§ TEXTE DU DOCUMENT:

Ce soir, j’ai embrassé mes enfants…
Tendrement, comme à chaque fois.
J’ai bécoté leur front, comme d’habitude, en leur murmurant des « je t’aime » bien sentis.
J’ai lissé leurs draps et niché leur doudou au creux de leur cou, pour une énième fois.
Ce soir, je me suis penchée sur leur doux visage, pour leur souffler un baiser maternel, avant de me mettre au lit, avant de débuter la ronde de nuit.
Et j’ai remercié la vie d’avoir des enfants aux soucis à la fois rarissimes et si peu grands.
J’ai déclaré suspendue la session de vitupération envers cette interminable, et pourtant si futile, poussée de dents.
Car ce soir, vidée du contenu de mes glandes lacrymales, j’ai pensé à nos amis, qui connaissent l’horreur et l’inconcevable, l’irréparable et l’irrévocable.
Deux ans, c’est trop tôt pour souffrir, pour partir.
Foudroyante maladie, que la leucémie.
Il n’y a pas de mots qui puissent décrire cette atrocité, cette irrégularité de la nature. C’est la détresse, pure et dure.
Ce soir, j’ai cessé de me plaindre de mon sort, de nos gastros, de nos rituels familiaux quelque peu lassants.

§ TÂCHES ET EXERCICES:
**1)** Quelle maladie le texte nomme-t-il ?
**2)** D'après la dernière phrase du texte, de quoi la personne qui s'exprime a-t-elle cessé de se plaindre ce soir ? Citez-les tous.
Les enregistrements proviennent d'une source différente de celle du texte.

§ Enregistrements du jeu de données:
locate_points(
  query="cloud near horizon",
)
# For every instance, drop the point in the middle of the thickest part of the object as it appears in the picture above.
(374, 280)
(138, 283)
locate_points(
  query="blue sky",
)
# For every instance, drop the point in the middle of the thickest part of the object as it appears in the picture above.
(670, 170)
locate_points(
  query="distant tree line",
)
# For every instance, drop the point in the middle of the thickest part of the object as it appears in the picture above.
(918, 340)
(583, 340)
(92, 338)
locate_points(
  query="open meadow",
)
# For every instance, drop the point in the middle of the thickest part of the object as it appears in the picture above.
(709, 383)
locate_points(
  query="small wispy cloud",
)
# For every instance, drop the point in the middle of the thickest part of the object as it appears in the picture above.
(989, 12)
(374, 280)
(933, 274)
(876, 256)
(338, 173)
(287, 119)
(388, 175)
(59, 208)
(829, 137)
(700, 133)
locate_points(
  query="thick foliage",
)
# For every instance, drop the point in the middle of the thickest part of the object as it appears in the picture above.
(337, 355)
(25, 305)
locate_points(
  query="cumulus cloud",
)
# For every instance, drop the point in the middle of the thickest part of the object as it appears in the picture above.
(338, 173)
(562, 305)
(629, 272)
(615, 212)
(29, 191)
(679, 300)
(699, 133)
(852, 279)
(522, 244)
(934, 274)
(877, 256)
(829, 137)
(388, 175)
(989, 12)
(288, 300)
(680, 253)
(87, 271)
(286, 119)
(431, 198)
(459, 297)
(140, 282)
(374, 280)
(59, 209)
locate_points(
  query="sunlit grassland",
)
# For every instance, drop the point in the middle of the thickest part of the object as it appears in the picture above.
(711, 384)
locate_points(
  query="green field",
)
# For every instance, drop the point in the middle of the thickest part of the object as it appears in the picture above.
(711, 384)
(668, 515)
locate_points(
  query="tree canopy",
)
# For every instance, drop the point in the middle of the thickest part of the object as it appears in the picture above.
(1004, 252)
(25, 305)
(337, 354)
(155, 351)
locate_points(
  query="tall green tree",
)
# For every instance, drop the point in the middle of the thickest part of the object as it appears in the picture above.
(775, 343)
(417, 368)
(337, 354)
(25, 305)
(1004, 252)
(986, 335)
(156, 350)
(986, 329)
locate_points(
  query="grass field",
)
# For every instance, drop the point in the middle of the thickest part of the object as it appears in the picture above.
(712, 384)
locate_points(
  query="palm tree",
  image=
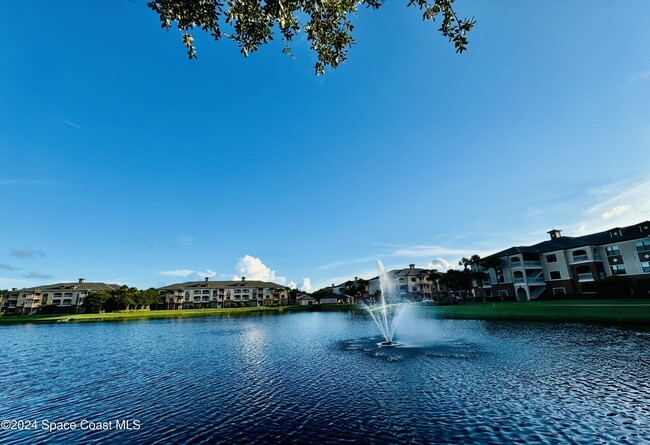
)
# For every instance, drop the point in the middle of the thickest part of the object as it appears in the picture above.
(434, 276)
(494, 263)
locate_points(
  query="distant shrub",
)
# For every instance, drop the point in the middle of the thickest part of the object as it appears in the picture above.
(642, 288)
(614, 287)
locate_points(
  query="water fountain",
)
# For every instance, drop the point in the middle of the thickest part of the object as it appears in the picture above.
(384, 312)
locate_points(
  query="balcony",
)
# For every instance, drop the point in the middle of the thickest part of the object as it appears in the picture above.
(526, 265)
(582, 277)
(530, 281)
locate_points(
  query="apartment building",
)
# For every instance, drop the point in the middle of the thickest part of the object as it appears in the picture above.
(29, 300)
(411, 284)
(217, 294)
(564, 265)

§ RÉPONSES NUMÉROTÉES:
**1)** La leucémie.

**2)**
- Son sort (« mon sort »)
- Les gastros (« nos gastros »)
- Les rituels familiaux quelque peu lassants (« nos rituels familiaux quelque peu lassants »)